Aim of the exercise:
Turn all the data below into a numbered list with one line per item, skipping any blank lines. Leave the pictures out of the answer.

[begin Provided entries]

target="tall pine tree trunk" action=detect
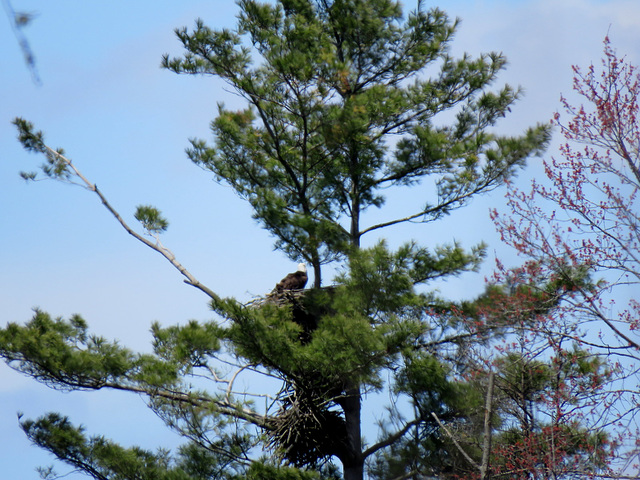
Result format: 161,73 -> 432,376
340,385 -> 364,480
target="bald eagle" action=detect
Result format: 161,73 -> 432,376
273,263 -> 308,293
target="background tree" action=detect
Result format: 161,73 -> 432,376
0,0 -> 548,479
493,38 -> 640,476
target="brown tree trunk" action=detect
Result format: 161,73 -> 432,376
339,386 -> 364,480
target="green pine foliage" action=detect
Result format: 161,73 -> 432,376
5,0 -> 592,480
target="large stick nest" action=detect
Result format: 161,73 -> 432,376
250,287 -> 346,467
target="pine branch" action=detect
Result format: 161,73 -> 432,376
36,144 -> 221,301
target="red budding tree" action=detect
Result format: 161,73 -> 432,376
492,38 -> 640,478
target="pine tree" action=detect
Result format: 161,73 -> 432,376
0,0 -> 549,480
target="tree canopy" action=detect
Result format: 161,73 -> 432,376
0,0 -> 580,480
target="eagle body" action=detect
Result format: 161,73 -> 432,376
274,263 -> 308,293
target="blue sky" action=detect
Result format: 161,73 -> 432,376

[end Provided entries]

Exercise result:
1. target="tall pine tree trunk" action=detect
2. Result format: 161,73 -> 432,376
3. 340,385 -> 364,480
4. target="bald eagle" action=detect
5. Result format: 161,73 -> 432,376
6. 273,263 -> 308,293
7. target="background tree" action=detect
8. Result format: 161,73 -> 432,376
9. 0,0 -> 548,479
10. 493,38 -> 640,476
11. target="brown tree trunk" action=detect
12. Result format: 161,73 -> 432,376
13. 339,386 -> 364,480
14. target="green pine foliage" action=detect
15. Result format: 161,73 -> 432,376
16. 5,0 -> 592,480
17. target="large stick nest" action=detect
18. Result format: 161,73 -> 432,376
19. 250,287 -> 346,467
20. target="pine branch" action=detect
21. Result format: 161,73 -> 432,376
22. 36,144 -> 221,301
23. target="red budding tree" action=detect
24. Result format: 161,73 -> 432,376
25. 492,38 -> 640,478
26. target="pine tree" action=detect
27. Result format: 161,73 -> 432,376
28. 0,0 -> 549,480
29. target="tree canopy" action=detect
30. Result format: 161,73 -> 432,376
31. 0,0 -> 580,480
32. target="eagle body" action=detect
33. Result format: 161,73 -> 432,376
34. 274,263 -> 308,293
35. target="blue sky" action=detect
36. Result format: 161,73 -> 432,376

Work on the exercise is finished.